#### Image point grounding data
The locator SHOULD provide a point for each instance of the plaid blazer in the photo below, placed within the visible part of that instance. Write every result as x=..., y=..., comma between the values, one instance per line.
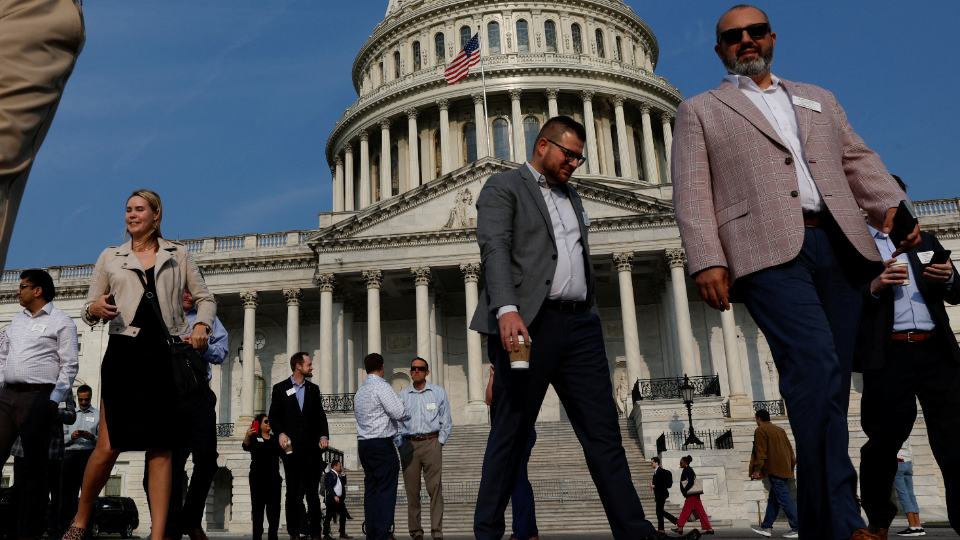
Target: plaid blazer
x=735, y=190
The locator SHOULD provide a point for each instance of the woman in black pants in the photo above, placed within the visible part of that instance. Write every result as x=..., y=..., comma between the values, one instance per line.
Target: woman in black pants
x=265, y=481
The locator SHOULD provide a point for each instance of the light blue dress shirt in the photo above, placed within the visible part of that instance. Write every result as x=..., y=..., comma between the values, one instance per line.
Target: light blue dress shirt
x=429, y=412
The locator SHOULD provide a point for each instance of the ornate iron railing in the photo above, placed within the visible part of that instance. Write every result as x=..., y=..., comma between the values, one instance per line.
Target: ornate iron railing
x=669, y=388
x=338, y=403
x=774, y=407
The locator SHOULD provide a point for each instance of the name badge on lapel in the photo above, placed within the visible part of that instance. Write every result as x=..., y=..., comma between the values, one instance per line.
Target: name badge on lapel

#### Task to carry out
Make an exact copy of every entry above, but keep the pictures out of it.

#### Answer to this exercise
The locator SHOULD provide a point for each instance of the plaid blazer in the photo below, placed within the visible part of that instance. Write every result as x=..., y=..., comma between the values, one instance per line.
Target: plaid blazer
x=735, y=190
The locator SHOULD provide a point for each instance of the woman in black pants in the photo above, placed within the visible part of that instance. Write every result as x=..., y=..., comma between the values, one instance per line.
Target: woman in black pants
x=265, y=481
The locator SHOULD provide a point for each instance of the light blue dress shirt in the photo above, placed within the visible part of that instance. Write every result as x=..., y=..., comma between the values, one instance per line.
Target: light blue dress shirt
x=429, y=412
The locator SHOULD provide a point for each instance of the ornate iron railing in the photo above, placed within the visible part of that instance. Write every result as x=..., y=..., comma between the values, one instance per line.
Target: ornate iron railing
x=669, y=388
x=338, y=403
x=774, y=407
The locator SHOULD provide a point for each instance of the name badge on lapel in the photo above, placed within the visible part of that instance. Write every result as x=..., y=..., comma between the values, one instance per line.
Target: name badge on lapel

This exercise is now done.